All of the records below should be output exactly.

>>>>

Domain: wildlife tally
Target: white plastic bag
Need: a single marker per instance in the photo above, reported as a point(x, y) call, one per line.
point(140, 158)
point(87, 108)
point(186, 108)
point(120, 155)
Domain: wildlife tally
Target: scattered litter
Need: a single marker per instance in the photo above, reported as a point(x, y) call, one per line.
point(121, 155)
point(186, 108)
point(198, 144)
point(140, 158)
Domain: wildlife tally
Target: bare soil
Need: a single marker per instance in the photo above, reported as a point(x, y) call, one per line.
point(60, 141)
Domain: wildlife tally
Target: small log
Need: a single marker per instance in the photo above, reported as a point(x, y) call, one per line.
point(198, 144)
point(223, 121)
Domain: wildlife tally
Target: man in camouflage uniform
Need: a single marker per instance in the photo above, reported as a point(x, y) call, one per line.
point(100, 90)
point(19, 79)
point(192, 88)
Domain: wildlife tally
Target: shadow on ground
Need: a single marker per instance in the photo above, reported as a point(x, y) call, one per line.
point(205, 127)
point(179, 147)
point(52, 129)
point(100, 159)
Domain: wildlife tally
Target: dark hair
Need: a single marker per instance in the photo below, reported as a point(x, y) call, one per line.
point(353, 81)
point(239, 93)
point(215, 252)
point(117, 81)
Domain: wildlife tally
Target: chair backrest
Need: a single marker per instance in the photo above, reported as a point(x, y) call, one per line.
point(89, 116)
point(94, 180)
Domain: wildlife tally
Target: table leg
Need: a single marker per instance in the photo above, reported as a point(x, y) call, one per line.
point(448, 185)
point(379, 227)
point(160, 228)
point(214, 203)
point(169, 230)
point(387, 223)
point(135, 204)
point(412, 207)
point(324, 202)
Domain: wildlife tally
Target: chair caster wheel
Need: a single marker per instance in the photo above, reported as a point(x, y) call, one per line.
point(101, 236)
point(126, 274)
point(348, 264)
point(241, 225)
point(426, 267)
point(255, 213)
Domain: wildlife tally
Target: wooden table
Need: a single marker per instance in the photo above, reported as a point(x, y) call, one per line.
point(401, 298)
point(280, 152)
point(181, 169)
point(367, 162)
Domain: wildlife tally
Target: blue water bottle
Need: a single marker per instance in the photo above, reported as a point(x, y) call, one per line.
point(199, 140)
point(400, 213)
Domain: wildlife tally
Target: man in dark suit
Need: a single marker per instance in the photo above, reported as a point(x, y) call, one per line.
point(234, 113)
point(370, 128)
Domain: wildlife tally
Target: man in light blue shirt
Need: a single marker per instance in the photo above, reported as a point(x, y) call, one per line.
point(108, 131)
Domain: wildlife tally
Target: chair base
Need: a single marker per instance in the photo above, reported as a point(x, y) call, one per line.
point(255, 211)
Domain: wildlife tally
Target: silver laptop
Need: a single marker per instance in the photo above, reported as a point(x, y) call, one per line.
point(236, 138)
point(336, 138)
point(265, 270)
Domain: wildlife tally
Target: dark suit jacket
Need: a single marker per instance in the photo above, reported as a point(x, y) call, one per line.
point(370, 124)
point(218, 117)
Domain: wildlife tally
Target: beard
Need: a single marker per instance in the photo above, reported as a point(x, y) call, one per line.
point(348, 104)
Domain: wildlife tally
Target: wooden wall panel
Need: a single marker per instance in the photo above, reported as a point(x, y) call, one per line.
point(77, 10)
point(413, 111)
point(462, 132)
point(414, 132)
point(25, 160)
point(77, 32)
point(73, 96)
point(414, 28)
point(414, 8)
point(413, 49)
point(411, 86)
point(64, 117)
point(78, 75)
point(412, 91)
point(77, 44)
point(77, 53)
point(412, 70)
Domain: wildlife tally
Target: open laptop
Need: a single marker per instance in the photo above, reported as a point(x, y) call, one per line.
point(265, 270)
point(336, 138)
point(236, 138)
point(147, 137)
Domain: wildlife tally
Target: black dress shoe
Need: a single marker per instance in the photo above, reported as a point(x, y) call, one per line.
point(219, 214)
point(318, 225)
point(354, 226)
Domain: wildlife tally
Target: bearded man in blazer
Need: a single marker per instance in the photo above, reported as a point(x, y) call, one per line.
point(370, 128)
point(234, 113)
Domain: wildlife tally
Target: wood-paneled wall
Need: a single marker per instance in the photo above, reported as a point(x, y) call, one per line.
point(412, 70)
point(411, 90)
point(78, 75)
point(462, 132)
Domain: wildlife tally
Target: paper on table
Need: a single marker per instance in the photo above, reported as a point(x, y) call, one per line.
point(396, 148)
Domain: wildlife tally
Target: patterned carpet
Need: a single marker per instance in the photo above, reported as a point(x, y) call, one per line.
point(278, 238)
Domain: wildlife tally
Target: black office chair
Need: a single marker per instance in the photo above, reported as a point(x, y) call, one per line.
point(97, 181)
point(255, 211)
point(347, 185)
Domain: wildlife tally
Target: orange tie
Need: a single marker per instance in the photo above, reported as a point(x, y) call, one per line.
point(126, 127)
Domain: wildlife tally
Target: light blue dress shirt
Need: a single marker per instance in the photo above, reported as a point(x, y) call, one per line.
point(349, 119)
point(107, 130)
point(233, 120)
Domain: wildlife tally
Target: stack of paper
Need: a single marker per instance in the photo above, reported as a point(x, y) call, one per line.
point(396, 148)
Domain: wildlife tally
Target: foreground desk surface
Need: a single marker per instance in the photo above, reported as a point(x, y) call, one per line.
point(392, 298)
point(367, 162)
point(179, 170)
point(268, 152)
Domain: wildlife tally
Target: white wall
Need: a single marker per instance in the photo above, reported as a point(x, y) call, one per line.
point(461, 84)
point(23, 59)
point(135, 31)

<<<<

ANSWER TO THE PROBLEM:
Domain: wildlife tally
Target: white plastic bag
Need: a single marker per instance in the photo above, reported as a point(x, y) call, one per line.
point(140, 158)
point(87, 108)
point(186, 108)
point(120, 155)
Domain: wildlife tally
Target: scattered litter
Need: a single marker per instance in the photo above, reported as a point(x, y) call, one per line.
point(121, 155)
point(186, 108)
point(198, 144)
point(140, 158)
Domain: wildlife tally
Target: bare soil
Need: a single marker per instance in the photo above, reported as a point(x, y) call, one per line.
point(60, 141)
Domain: wildlife tally
Target: small log
Need: a single marker per instance in the photo above, reported as a point(x, y) call, one per line.
point(198, 144)
point(223, 121)
Domain: wildlife tally
Target: man in camouflage uniform
Need: a single marker per instance in the photo above, reported as a point(x, y) call, one per line.
point(100, 90)
point(19, 79)
point(192, 88)
Domain: wildlife tally
Target: shadow on ground
Need: a single marker per instance in the photo above, reported as a point(x, y) call, one per line.
point(205, 127)
point(179, 147)
point(52, 129)
point(100, 159)
Domain: wildlife tally
Target: dark hair
Need: a single marker per instance in the photo below, reported as a point(x, y) call, one per line.
point(353, 81)
point(239, 93)
point(215, 252)
point(117, 81)
Domain: wildlife tally
Target: chair backrest
Need: a single marker per instance in the photo above, reported as a point(x, y) call, one per line.
point(89, 116)
point(94, 180)
Domain: wildlife tally
Target: table leg
Need: a single marker per instance in the photo above, reported as a point(x, y) call, one per line.
point(448, 185)
point(379, 227)
point(160, 228)
point(214, 203)
point(169, 230)
point(387, 223)
point(135, 204)
point(412, 207)
point(324, 202)
Domain: wildlife tally
Target: chair caster wheel
Need: a single marker per instance in the photo above, reported as a point(x, y) call, one per line.
point(101, 236)
point(126, 274)
point(348, 264)
point(241, 225)
point(426, 267)
point(255, 213)
Domain: wildlife tally
Target: wooden table
Need: a single marker per instance in the photo above, reported as a point(x, y) call, one per line.
point(401, 298)
point(280, 152)
point(181, 169)
point(367, 162)
Domain: wildlife tally
Target: blue water bottle
Need: a single marker per instance in the photo above, reported as a point(x, y) call, one per line.
point(199, 140)
point(400, 213)
Domain: wildlife tally
Target: man in dark suit
Need: a single marker per instance in the photo above, reported as a point(x, y) call, one per line.
point(234, 113)
point(370, 128)
Domain: wildlife tally
Target: man in light blue shirt
Need: a single marker per instance in the photo above, reported as a point(x, y) call, one per line.
point(108, 131)
Domain: wildlife tally
Target: chair base
Need: a single marker per instance in the photo above, reported as a point(x, y) call, one per line.
point(255, 211)
Domain: wildlife tally
Target: silver laptop
Need: a single marker per instance in the photo above, reported as a point(x, y) call, one per line.
point(236, 138)
point(336, 138)
point(265, 270)
Domain: wildlife tally
Target: dark suit jacket
Need: a single marker per instance in the photo above, reported as a point(x, y) call, one per line.
point(370, 124)
point(218, 117)
Domain: wildlife tally
Target: beard
Need: a single marker per instance in the photo above, reported as a point(x, y) call, one per line.
point(348, 104)
Domain: wildlife tally
Target: wooden wall panel
Need: a single marker per instance in the photo above, reported as a point(x, y) call, one per line.
point(77, 10)
point(413, 111)
point(462, 132)
point(414, 132)
point(25, 160)
point(77, 32)
point(73, 96)
point(414, 28)
point(414, 8)
point(413, 49)
point(411, 86)
point(64, 117)
point(78, 75)
point(412, 91)
point(77, 44)
point(77, 53)
point(412, 70)
Domain: wildlife tally
Target: open laptop
Need: a single marker per instance in the photo above, reported as a point(x, y) call, one per line.
point(265, 270)
point(336, 138)
point(236, 138)
point(147, 137)
Domain: wildlife tally
Target: black dress shoe
Need: a single marker per instance in the photo above, reported as a point(x, y) call, one per line.
point(219, 214)
point(318, 225)
point(354, 226)
Domain: wildlife tally
Target: bearded man in blazer
Need: a single marker per instance in the photo above, reported as a point(x, y) call, one per line.
point(370, 128)
point(234, 113)
Domain: wildlife tally
Target: wood-paneled wall
Need: a single marker per instance in the photo above, reported as a point(x, y) call, one per line.
point(412, 70)
point(411, 90)
point(78, 75)
point(462, 132)
Domain: wildlife tally
Target: paper on table
Need: a single marker per instance in the photo above, reported as a point(x, y) call, one per line.
point(396, 148)
Domain: wildlife tally
Target: patterned carpet
Need: a single marker per instance in the photo above, reported as a point(x, y) call, one per line.
point(278, 238)
Domain: wildlife tally
Target: black office chair
Need: a single marker per instance in the photo above, reported as a point(x, y) call, one per line.
point(97, 181)
point(255, 211)
point(347, 185)
Domain: wildlife tally
Target: orange tie
Need: a single marker per instance in the photo above, reported as a point(x, y) call, one per line.
point(126, 127)
Domain: wildlife tally
Target: light blue dress shirt
Need: a single marker per instance in the photo above, reported as a point(x, y) call, one per line.
point(349, 119)
point(107, 130)
point(233, 120)
Domain: wildlife tally
Target: stack of paper
Need: a single marker per instance in the photo above, reported as a point(x, y) call, one per line.
point(396, 148)
Domain: wildlife tally
Target: foreground desk surface
Need: a single marker per instance in the photo above, reported as a point(x, y) call, one per line.
point(392, 298)
point(367, 162)
point(179, 170)
point(268, 152)
Domain: wildlife tally
Target: white wall
Need: a single marker per instance in the photo above, reported as a point(x, y) call, one per line.
point(461, 84)
point(23, 59)
point(135, 31)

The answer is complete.